→ **Source document**:
Goldsmith Update - Feb 2022

The Government’s Covid policy for the past two years of ‘buying time’, better to prepare for the inevitable arrival of Covid, is now reaching a natural end point.

With sky-rocketing daily cases, the cat is now out of the bag and with it the logic of continuing on with crushingly expensive controls, restrictions and subsidies to buy more time.

Every week and month that our formerly largest export earner – tourism – is effectively shut down materially affects our living standards and our ability to afford healthcare and the many things to which we aspire. Same with our former fourth largest export earner – international education. The current timetable of many more months of restrictions needs to shift.

What’s missing is a sense of urgency on these matters.

Meantime, most people are in a state of confusion as to the ever-changing isolation requirements. We can’t carry on for weeks with businesses crippled by asymptomatic people staying at home.

Christopher Luxon has been making a calm and clear case for swifter adaption to the new reality.


Economic challenges ahead

There is urgency in restoring our economy fully to life because we’re entering very challenging economic times.

Russia’s naked aggression in Ukraine is roiling global markets. We’ll feel the effects in fuel prices, as well as in all likelihood a lower NZ dollar, which will put further pressure on our cost of living. Fundamentally, the world has become a more dangerous place. Who knows what affect all this will have on trade flows and our ability to make a living?

What we can’t do is carry on as we are, living in a false sense of prosperity funded by massive government spending of borrowed money and still-cheap interest rates.

Our prosperity has to be based on real production – including those previously significant engines of growth – tourism, international education and the hospitality sector.

Have you ever heard a single Government Minister talk about the importance of New Zealand being internationally competitive and that our domestic cost structure is often a key element of how competitive we are?

→ **Given information**:
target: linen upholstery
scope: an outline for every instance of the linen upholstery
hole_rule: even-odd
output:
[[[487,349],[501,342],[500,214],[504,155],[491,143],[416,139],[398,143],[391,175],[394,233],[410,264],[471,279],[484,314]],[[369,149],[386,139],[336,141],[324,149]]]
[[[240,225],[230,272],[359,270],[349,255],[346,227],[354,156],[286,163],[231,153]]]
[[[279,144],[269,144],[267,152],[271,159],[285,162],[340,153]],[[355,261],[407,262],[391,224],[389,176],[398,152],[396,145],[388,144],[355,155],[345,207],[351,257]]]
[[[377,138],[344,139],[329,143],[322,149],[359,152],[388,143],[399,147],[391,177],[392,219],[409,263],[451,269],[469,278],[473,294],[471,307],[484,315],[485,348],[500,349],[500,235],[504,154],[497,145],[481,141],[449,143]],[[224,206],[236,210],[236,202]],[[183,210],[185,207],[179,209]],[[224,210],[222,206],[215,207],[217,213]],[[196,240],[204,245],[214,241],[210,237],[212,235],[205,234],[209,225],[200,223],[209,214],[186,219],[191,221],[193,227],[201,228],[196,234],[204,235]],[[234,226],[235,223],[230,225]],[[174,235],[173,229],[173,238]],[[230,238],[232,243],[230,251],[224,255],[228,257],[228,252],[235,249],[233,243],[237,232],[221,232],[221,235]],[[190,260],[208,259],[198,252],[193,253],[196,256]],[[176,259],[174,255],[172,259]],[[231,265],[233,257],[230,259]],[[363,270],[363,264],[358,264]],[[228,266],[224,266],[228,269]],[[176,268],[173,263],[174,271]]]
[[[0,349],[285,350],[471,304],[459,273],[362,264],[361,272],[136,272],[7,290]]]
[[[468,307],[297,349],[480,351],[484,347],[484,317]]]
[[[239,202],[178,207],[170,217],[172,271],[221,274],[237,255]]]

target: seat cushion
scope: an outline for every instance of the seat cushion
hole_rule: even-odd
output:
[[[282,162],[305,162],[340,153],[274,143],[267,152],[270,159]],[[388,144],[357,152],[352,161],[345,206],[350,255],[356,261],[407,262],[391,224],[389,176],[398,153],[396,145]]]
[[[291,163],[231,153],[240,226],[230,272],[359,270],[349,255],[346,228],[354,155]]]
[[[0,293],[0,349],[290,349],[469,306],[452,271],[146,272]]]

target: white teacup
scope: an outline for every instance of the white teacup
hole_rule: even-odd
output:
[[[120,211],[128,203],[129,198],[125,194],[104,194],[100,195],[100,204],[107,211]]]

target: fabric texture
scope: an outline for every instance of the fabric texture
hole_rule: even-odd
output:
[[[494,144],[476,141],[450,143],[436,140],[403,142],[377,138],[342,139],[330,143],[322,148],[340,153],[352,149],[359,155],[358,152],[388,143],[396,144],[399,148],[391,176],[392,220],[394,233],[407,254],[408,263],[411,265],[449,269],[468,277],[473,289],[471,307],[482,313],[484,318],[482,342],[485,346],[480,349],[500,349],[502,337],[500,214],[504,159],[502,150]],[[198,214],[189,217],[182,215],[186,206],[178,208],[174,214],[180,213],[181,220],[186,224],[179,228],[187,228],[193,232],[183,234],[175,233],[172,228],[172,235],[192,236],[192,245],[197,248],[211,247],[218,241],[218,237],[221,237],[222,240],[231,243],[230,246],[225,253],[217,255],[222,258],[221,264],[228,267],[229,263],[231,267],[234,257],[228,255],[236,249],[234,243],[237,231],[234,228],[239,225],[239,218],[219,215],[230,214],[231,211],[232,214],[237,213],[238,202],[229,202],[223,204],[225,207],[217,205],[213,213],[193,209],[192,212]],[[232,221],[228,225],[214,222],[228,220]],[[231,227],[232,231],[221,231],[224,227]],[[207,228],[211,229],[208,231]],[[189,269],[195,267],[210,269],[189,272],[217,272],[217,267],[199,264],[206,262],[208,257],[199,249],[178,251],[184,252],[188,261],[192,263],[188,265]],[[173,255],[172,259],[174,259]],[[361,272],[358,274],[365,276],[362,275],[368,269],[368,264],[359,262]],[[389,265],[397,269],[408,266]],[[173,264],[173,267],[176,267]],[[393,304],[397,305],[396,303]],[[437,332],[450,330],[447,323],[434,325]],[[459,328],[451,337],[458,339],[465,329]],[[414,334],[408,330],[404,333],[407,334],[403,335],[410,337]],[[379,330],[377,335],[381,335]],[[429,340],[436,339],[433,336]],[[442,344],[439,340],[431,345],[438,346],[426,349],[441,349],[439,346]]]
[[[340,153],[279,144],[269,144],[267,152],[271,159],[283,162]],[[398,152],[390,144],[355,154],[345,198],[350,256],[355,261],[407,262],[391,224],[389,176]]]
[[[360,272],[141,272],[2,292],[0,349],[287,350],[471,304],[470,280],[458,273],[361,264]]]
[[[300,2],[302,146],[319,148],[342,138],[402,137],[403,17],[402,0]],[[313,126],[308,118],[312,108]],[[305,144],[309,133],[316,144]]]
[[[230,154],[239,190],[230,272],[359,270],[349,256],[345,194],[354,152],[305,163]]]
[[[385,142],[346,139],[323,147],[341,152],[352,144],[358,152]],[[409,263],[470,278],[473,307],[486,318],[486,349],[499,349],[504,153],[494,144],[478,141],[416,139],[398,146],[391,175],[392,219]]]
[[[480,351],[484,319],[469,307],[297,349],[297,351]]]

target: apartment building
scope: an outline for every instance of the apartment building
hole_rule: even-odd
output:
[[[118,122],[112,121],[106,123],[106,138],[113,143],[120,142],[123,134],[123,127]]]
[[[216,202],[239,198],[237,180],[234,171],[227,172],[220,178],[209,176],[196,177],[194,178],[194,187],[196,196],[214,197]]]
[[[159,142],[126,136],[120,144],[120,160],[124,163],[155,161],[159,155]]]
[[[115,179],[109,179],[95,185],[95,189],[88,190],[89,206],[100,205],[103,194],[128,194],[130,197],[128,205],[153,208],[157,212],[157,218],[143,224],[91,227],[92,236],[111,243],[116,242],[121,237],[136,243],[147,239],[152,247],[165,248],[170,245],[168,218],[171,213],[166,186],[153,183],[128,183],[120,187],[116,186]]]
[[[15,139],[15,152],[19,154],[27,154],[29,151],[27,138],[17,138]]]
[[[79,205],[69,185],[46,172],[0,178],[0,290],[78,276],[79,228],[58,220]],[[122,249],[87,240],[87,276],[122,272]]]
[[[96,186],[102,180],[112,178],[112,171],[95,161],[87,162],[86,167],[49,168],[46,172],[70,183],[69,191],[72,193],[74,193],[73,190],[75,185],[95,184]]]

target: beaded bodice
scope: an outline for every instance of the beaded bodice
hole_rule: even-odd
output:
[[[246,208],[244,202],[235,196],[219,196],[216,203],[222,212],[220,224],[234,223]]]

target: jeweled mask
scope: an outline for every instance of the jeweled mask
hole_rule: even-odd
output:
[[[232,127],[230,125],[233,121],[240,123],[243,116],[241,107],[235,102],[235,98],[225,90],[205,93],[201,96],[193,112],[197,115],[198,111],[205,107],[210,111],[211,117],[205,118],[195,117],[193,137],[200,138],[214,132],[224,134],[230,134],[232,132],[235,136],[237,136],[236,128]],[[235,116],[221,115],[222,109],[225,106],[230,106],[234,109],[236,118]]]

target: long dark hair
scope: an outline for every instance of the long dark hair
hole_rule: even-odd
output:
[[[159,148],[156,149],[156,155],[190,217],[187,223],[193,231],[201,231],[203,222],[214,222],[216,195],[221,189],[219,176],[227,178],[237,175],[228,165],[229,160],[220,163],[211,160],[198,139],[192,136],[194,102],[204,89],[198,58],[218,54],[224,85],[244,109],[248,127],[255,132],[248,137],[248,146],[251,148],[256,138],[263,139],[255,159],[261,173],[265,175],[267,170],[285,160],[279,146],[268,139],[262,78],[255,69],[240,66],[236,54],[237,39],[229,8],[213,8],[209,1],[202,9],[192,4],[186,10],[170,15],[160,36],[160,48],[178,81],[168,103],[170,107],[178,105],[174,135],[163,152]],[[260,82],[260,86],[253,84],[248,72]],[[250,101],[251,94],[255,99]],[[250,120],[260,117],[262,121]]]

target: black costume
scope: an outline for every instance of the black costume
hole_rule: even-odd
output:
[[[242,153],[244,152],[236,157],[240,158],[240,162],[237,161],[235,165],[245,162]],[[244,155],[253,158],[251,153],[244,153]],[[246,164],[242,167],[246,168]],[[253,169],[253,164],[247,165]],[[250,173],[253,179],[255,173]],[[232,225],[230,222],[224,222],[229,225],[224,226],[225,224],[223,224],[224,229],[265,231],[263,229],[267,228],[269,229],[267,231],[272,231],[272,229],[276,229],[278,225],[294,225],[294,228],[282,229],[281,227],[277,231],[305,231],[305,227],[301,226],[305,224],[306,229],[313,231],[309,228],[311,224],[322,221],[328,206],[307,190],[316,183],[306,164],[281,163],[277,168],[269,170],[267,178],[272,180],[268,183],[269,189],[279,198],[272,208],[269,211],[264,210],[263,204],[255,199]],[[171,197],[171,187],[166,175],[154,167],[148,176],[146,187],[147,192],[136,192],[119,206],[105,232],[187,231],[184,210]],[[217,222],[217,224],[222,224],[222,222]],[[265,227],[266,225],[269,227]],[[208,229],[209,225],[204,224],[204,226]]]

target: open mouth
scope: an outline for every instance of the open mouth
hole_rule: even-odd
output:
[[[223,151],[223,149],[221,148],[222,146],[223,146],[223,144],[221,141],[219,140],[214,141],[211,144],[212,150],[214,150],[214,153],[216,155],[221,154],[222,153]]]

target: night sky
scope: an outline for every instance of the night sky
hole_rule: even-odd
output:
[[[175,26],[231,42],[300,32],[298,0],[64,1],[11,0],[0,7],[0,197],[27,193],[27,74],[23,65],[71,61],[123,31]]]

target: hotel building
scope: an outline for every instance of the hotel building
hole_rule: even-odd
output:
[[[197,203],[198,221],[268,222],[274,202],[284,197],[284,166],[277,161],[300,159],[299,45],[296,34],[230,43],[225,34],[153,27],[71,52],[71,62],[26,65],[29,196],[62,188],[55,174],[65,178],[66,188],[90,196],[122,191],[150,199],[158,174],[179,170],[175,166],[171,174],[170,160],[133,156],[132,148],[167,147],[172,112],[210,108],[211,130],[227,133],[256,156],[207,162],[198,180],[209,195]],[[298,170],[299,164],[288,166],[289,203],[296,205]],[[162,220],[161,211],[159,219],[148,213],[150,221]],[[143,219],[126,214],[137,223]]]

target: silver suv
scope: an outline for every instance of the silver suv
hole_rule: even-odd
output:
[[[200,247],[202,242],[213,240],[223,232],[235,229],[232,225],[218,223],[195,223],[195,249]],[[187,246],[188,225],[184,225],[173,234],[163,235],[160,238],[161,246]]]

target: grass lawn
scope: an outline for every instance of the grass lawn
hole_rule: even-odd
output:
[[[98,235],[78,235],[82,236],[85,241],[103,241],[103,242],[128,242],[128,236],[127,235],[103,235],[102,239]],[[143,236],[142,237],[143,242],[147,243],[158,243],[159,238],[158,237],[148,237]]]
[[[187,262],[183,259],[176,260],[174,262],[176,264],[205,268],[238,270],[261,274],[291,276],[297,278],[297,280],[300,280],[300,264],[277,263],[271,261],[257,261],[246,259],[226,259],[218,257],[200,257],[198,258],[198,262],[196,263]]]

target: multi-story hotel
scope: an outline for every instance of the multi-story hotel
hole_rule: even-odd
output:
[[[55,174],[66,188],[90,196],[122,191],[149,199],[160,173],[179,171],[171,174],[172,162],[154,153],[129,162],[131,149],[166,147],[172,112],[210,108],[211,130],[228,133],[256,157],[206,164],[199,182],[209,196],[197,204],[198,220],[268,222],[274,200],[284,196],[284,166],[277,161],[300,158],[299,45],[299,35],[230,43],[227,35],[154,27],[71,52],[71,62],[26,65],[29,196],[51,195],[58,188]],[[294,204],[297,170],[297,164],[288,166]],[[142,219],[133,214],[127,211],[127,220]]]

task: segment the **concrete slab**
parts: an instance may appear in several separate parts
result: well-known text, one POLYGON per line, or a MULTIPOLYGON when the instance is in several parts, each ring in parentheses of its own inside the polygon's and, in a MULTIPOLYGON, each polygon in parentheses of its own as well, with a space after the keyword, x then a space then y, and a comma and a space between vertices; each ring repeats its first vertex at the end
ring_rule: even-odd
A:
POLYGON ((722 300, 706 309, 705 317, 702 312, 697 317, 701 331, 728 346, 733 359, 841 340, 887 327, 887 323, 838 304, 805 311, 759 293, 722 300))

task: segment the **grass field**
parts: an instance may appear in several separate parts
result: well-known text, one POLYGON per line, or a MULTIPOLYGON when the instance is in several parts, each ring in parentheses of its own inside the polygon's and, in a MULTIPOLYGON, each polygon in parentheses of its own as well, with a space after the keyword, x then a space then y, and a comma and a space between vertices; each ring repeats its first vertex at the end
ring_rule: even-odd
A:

→ **List of tasks**:
a) Please take the Goldsmith update from the words "What we can’t" through "the hospitality sector." and swap "prosperity" for "wealth".
b) Write a continuation of the Goldsmith update on Covid policy and the economy, starting after its final sentence.

→ **Exercise answers**:
a)
What we can’t do is carry on as we are, living in a false sense of wealth funded by massive government spending of borrowed money and still-cheap interest rates.

Our wealth has to be based on real production – including those previously significant engines of growth – tourism, international education and the hospitality sector.

b)
At a time of labour shortages and inflation, bizarrely the Government still pours hundreds of millions into make-work schemes, such as Jobs for Nature. I’ve got nothing against spraying weeds, but not when the government is competing for workers against businesses that can’t find them.


Social divisions.

As Chris Luxon pointed out in his recent speech, Ardern’s government has made an art form of pitting different groups of New Zealanders against each other. Landlords (dubbed speculators by Ministers) v renters, farmers v urban Kiwis, the vaxxed v the unvaxxed.

We’re stronger when we draw all New Zealanders together.

Tragically, we’re seeing the consequences of that division playing out on Parliament’s ground. The underlying issue around mandates is a real issue and fair topic of debate, but the lawlessness of the protest is unacceptable.

I skirted the protests several times a day last week, and it seemed like a weird combination of Woodstock and North Korea. The mud, hay, clouds of marijuana, hippies, tents and music had shades of Woodstock; but then there were mad Trevor Mallard’s speakers blaring parliamentary debates across the crowd, like the North Koreans do on their border with the south. Walking in one evening I heard Scott Simpson giving a speech on EV vehicles blasting across the protestors. That’s just not fair.

It is inconceivable to me how the protest has been allowed to disrupt so much of central Wellington for so long. Court cases and justice adjourned because nobody can figure out how to get people into the High Court. Schools closed, businesses disrupted.

This government consciously chose a non-confrontational Police Commissioner in Andy Coster, and New Zealanders are seeing the results of that style.

Just as we’ve seen with the 50 per cent increase in gang membership across the country since the government took over and the growing sense of lawlessness in parts of the country.

Law abiding New Zealanders expect the police to deal effectively with those who break the rules and who seek to intimidate others. The men and women in uniform want to do their best, but when the Government of the day sends mixed signals we run into trouble.